### [Texto para leer]

2 de noviembre 2012 - 00:00

Sellan frente gremial Moyano y Barrionuevo

Pablo Moyano, elocuente, exige el pago de fondos a las obras sociales en la marcha de ayer, que compartió con Luis Barrionuevo. Detrás, el boxeador Gonzalo «Patón» Basile.
Pablo Moyano, elocuente, exige el pago de fondos a las obras sociales en la marcha de ayer, que compartió con Luis Barrionuevo. Detrás, el boxeador Gonzalo «Patón» Basile.
Un frente sindical opositor comenzó a tomar forma ayer con la marcha conjunta de sectores de la CGT de Hugo Moyano y del sello «Azul y Blanca», de Luis Barrionuevo, en protesta por las medidas del Gobierno relacionadas con las obras sociales. Luego de cuatro años de distancia -y enfrentamientos discursivos- el camionero y el gastronómico aplicaron la máxima de la «unidad en acción» con una movilización por el centro porteño, como anticipo del paro nacional que Moyano impulsa junto a la CTA de Pablo Micheli para las próximas semanas.

Para la huelga -que ahora se prevé convocar en los primeros días de diciembre- las versiones opositoras de CGT y CTA sumarán los gremios de Barrionuevo; organizaciones piqueteros como la Corriente Clasista y Combativa y Barrios de Pie; la Federación Agraria; el ferroviario Rubén «Pollo» Sobrero, y, según advierten los organizadores, seccionales de sindicatos enrolados en la facción oficialista de la principal central obrera.

Abrazo

Unos cinco mil camioneros, encabezados por Pablo Moyano, hijo del líder del gremio, coparon la avenida 9 de Julio y se movilizaron por Diagonal Sur en dirección a la Plaza de Mayo. En Avenida de Mayo Moyano se abrazó con el líder de los gastronómicos y juntos avanzaron hacia la sede de la Superintendencia de Servicios de Salud (SSS).

La protesta se originó en la Resolución 1.200, de ese organismo, que restringió el envío de fondos a las obras sociales para la cobertura de tratamientos para discapacitados y limitó los desembolsos por otras prestaciones. Si bien la titular del organismo, Liliana Korenfeld, suspendió la aplicación de la medida, su ejecución quedó sujeta a negociaciones con los sectores sindicales afines al Gobierno.

### [Problemas por resolver]
1. Responde a partir de la nota sobre la marcha sindical:
(a) ¿Cuántos camioneros se movilizaron?
(b) ¿Qué resolución dio origen a la protesta?
(c) ¿Para cuándo se prevé convocar la huelga?
2. Continúa, por favor, la nota sobre la marcha sindical a partir de su última oración.

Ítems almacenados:
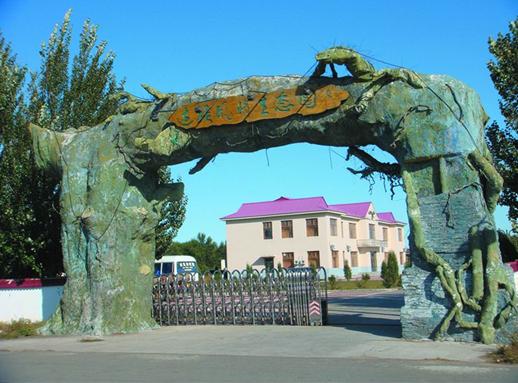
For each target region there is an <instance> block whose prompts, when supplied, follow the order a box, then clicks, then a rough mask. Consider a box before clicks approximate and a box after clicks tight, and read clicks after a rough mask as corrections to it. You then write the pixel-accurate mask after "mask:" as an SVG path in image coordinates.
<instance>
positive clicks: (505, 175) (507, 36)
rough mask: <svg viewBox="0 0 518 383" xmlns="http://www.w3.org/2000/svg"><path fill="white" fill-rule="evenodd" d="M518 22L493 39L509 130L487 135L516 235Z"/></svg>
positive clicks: (496, 62) (495, 61)
mask: <svg viewBox="0 0 518 383" xmlns="http://www.w3.org/2000/svg"><path fill="white" fill-rule="evenodd" d="M517 33H518V18H517V19H515V20H514V21H512V22H511V23H510V24H509V32H508V33H506V34H505V35H502V34H501V33H499V34H498V36H497V38H496V40H493V39H492V38H489V51H490V52H491V54H492V55H493V56H494V60H491V61H490V62H489V63H488V64H487V66H488V69H489V72H490V75H491V80H493V83H494V84H495V87H496V89H497V91H498V93H499V94H500V97H501V99H500V100H499V105H500V111H501V112H502V115H503V116H504V119H505V126H504V127H500V126H499V125H498V124H497V123H496V122H493V123H492V124H491V126H490V127H489V128H488V129H487V131H486V138H487V141H488V144H489V149H490V150H491V152H492V154H493V158H494V160H495V163H496V166H497V168H498V171H499V172H500V174H501V175H502V177H503V178H504V189H503V191H502V194H501V198H500V201H499V203H500V204H501V205H504V206H508V207H509V219H510V220H511V222H512V223H513V231H515V232H517V231H518V227H517V226H516V225H517V221H518V38H517Z"/></svg>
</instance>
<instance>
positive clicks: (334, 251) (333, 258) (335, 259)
mask: <svg viewBox="0 0 518 383" xmlns="http://www.w3.org/2000/svg"><path fill="white" fill-rule="evenodd" d="M331 257H332V261H333V267H335V268H337V267H338V250H333V251H331Z"/></svg>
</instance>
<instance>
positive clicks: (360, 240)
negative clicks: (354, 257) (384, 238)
mask: <svg viewBox="0 0 518 383" xmlns="http://www.w3.org/2000/svg"><path fill="white" fill-rule="evenodd" d="M356 245H357V246H358V247H377V248H380V247H385V248H386V247H387V241H381V240H379V239H358V240H356Z"/></svg>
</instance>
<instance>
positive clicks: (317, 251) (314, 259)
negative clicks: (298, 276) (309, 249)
mask: <svg viewBox="0 0 518 383" xmlns="http://www.w3.org/2000/svg"><path fill="white" fill-rule="evenodd" d="M308 265H309V267H315V268H317V269H318V268H319V267H320V253H319V252H318V251H308Z"/></svg>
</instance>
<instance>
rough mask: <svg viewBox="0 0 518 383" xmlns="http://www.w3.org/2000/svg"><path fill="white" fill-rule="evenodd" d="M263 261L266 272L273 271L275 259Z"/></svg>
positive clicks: (269, 258) (270, 258)
mask: <svg viewBox="0 0 518 383" xmlns="http://www.w3.org/2000/svg"><path fill="white" fill-rule="evenodd" d="M263 261H264V268H265V269H266V270H273V257H263Z"/></svg>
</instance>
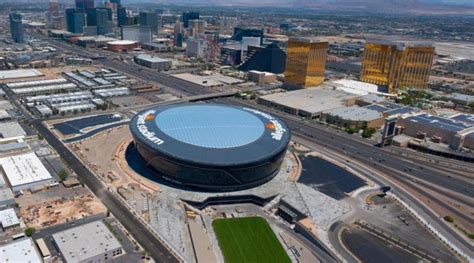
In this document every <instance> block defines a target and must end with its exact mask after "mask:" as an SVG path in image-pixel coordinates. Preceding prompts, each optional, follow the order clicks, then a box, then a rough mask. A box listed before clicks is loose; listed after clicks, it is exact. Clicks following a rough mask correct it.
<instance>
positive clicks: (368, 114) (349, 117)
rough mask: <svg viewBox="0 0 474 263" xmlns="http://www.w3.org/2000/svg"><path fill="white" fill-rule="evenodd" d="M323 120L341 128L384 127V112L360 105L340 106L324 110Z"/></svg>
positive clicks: (356, 128)
mask: <svg viewBox="0 0 474 263" xmlns="http://www.w3.org/2000/svg"><path fill="white" fill-rule="evenodd" d="M321 121H324V122H327V123H329V124H333V125H336V126H338V127H341V128H352V129H356V130H357V129H364V128H375V129H378V128H380V127H382V125H383V123H384V117H383V114H382V113H380V112H378V111H375V110H370V109H367V108H363V107H359V106H350V107H340V108H336V109H331V110H327V111H324V112H323V114H322V115H321Z"/></svg>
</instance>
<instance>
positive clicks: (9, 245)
mask: <svg viewBox="0 0 474 263" xmlns="http://www.w3.org/2000/svg"><path fill="white" fill-rule="evenodd" d="M0 259H1V261H2V262H28V263H41V262H43V261H42V260H41V257H40V255H39V253H38V251H37V250H36V246H35V244H34V243H33V240H31V239H30V238H26V239H21V240H16V241H13V242H10V243H8V244H6V245H3V246H0Z"/></svg>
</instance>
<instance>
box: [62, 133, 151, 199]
mask: <svg viewBox="0 0 474 263" xmlns="http://www.w3.org/2000/svg"><path fill="white" fill-rule="evenodd" d="M131 139H132V135H131V133H130V130H129V129H128V126H126V125H123V126H119V127H116V128H113V129H110V130H107V131H105V132H102V133H99V134H97V135H94V136H93V137H91V138H89V139H88V140H85V141H81V142H77V143H72V144H70V145H69V146H70V148H71V149H72V150H73V151H75V152H76V154H77V155H79V157H80V158H81V159H82V160H83V161H84V163H86V164H87V165H88V166H89V167H90V168H91V169H92V170H93V171H94V172H95V173H96V174H97V175H98V176H99V177H101V178H102V179H103V180H104V181H105V182H106V183H107V184H108V185H109V186H111V187H113V188H118V187H124V186H126V185H128V184H130V183H137V184H139V185H140V186H141V187H143V188H144V189H147V190H149V191H151V192H155V191H157V190H158V185H157V184H156V183H154V182H150V181H149V180H148V179H146V178H143V177H141V176H140V175H138V174H136V173H135V172H134V171H133V170H132V169H131V168H129V167H128V164H127V162H126V160H125V150H126V148H127V146H128V144H129V142H130V141H131Z"/></svg>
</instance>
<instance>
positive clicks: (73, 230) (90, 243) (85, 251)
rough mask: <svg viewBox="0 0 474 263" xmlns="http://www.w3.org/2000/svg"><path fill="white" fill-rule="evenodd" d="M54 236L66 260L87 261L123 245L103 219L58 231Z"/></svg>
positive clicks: (58, 246) (113, 249) (111, 255)
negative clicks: (61, 231)
mask: <svg viewBox="0 0 474 263" xmlns="http://www.w3.org/2000/svg"><path fill="white" fill-rule="evenodd" d="M53 238H54V242H55V243H56V245H57V246H58V248H59V250H60V251H61V254H62V255H63V257H64V259H65V260H66V262H82V261H86V260H88V259H90V258H92V257H94V256H96V255H100V254H104V253H106V252H108V251H113V250H117V249H119V248H121V247H122V246H121V245H120V243H119V242H118V240H117V239H116V238H115V236H114V235H113V234H112V232H110V230H109V229H108V228H107V226H105V224H104V223H103V222H102V221H95V222H91V223H88V224H85V225H81V226H78V227H74V228H71V229H67V230H65V231H62V232H58V233H56V234H53ZM110 258H112V255H110Z"/></svg>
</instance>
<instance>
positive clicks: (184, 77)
mask: <svg viewBox="0 0 474 263" xmlns="http://www.w3.org/2000/svg"><path fill="white" fill-rule="evenodd" d="M173 77H175V78H179V79H182V80H186V81H189V82H192V83H195V84H198V85H201V86H204V87H214V86H223V85H232V84H238V83H242V82H245V81H244V80H241V79H237V78H233V77H228V76H224V75H222V74H213V75H206V76H201V75H194V74H190V73H182V74H175V75H173Z"/></svg>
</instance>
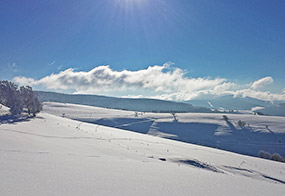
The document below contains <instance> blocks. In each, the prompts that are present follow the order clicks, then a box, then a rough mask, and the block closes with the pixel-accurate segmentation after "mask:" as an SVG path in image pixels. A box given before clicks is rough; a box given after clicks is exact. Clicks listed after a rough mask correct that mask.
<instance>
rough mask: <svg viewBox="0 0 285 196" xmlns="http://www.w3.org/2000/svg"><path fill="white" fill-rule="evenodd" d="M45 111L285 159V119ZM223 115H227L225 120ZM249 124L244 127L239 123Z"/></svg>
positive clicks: (54, 114)
mask: <svg viewBox="0 0 285 196" xmlns="http://www.w3.org/2000/svg"><path fill="white" fill-rule="evenodd" d="M44 111H45V112H47V113H50V114H54V115H58V116H65V117H68V118H71V119H76V120H80V121H84V122H90V123H94V124H99V125H105V126H110V127H114V128H120V129H125V130H131V131H134V132H139V133H144V134H149V135H155V136H160V137H165V138H171V139H174V140H179V141H184V142H189V143H194V144H201V145H204V146H210V147H214V148H219V149H224V150H228V151H232V152H237V153H241V154H246V155H252V156H257V155H258V152H259V151H260V150H264V151H267V152H270V153H279V154H281V155H282V156H285V117H276V116H258V115H252V114H222V113H177V114H176V118H177V121H175V120H174V118H173V115H171V114H170V113H164V114H163V113H140V112H139V113H135V112H131V111H122V110H112V109H104V108H98V107H92V106H83V105H74V104H63V103H53V102H47V103H45V104H44ZM223 115H227V117H228V118H229V120H228V121H225V120H224V118H223ZM239 120H241V121H244V122H245V123H246V125H245V126H244V127H242V128H241V127H240V126H239V125H238V121H239Z"/></svg>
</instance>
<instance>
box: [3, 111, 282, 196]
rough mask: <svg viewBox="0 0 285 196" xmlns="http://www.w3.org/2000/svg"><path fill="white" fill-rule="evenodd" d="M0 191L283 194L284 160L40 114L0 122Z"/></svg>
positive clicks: (65, 194)
mask: <svg viewBox="0 0 285 196" xmlns="http://www.w3.org/2000/svg"><path fill="white" fill-rule="evenodd" d="M0 134H1V135H0V157H1V158H0V173H1V178H0V195H2V196H8V195H13V196H16V195H21V196H25V195H27V196H33V195H35V196H38V195H41V196H45V195H49V196H50V195H53V196H56V195H68V196H73V195H74V196H77V195H85V196H88V195H103V196H104V195H198V196H199V195H219V196H223V195H224V196H228V195H232V196H234V195H259V196H262V195H266V196H268V195H274V196H277V195H280V196H281V195H284V191H285V186H284V185H285V175H284V174H285V165H284V163H279V162H273V161H269V160H264V159H259V158H254V157H249V156H244V155H239V154H235V153H231V152H226V151H222V150H218V149H212V148H208V147H202V146H198V145H192V144H187V143H182V142H178V141H173V140H167V139H164V138H159V137H153V136H150V135H145V134H139V133H134V132H130V131H125V130H120V129H117V128H110V127H105V126H98V125H94V124H88V123H82V122H79V121H75V120H70V119H67V118H62V117H58V116H53V115H51V114H47V113H41V114H39V115H38V117H36V118H34V119H27V120H25V121H22V122H17V123H4V124H0Z"/></svg>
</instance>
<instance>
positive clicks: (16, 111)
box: [0, 81, 42, 116]
mask: <svg viewBox="0 0 285 196" xmlns="http://www.w3.org/2000/svg"><path fill="white" fill-rule="evenodd" d="M0 104H3V105H5V106H7V107H9V108H10V112H11V114H12V115H17V114H21V112H22V110H23V107H25V108H27V110H28V113H29V114H33V116H35V115H36V113H38V112H40V111H41V110H42V105H41V102H40V101H39V99H38V97H37V95H36V94H35V93H34V91H33V89H32V87H29V86H27V87H23V86H22V87H21V88H20V90H18V86H17V85H16V84H14V83H12V82H9V81H0Z"/></svg>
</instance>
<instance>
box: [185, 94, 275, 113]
mask: <svg viewBox="0 0 285 196" xmlns="http://www.w3.org/2000/svg"><path fill="white" fill-rule="evenodd" d="M187 103H190V104H193V105H195V106H200V107H206V108H215V109H218V108H224V109H226V110H251V108H253V107H257V106H259V107H269V106H272V105H273V104H272V103H270V102H269V101H262V100H258V99H254V98H250V97H234V96H232V95H226V96H220V97H212V98H208V99H194V100H190V101H187ZM209 103H210V104H212V106H213V107H211V106H210V104H209Z"/></svg>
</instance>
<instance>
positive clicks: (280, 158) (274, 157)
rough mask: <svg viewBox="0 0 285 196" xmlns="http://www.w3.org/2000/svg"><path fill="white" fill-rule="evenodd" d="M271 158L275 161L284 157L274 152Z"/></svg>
mask: <svg viewBox="0 0 285 196" xmlns="http://www.w3.org/2000/svg"><path fill="white" fill-rule="evenodd" d="M271 159H272V160H274V161H280V162H282V161H283V157H282V156H281V155H280V154H279V153H273V154H272V156H271Z"/></svg>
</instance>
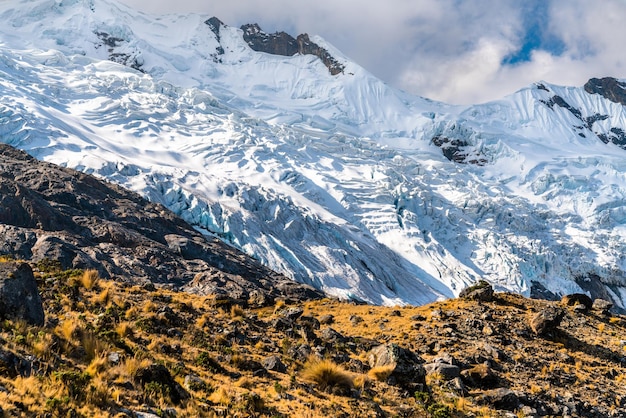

### [Resultados por tarea]
1.
(a) Unos cinco mil.
(b) La Resolución 1.200 de la Superintendencia de Servicios de Salud.
(c) Para los primeros días de diciembre.

2.
La unión de los sectores gremiales más refractarios al Gobierno se aceleró luego de la resolución oficial que invalidó la reelección de Moyano en julio al frente de la CGT. Este lunes, con la venia de Moyano, el dirigente panadero Abel Frutos visitó a Barrionuevo en el sindicato de los gastronómicos y acordaron poner en marcha los postulados de su «unidad en acción». Al día siguiente, las reuniones de Consejo Directivo de ambos sellos pactaron que el inicio de la alianza sería la movilización de ayer.

La huelga nacional tendrá como banderas los recursos de las obras sociales y también la falta de definición del Gobierno respecto del Impuesto a las Ganancias. De hecho, ayer los colaboradores de Moyano analizaban postergar la medida de fuerza de su programa original, en la segunda quincena de noviembre, a los primeros días de diciembre por entender que entonces se harán más tangibles los efectos del gravamen sobre los salarios.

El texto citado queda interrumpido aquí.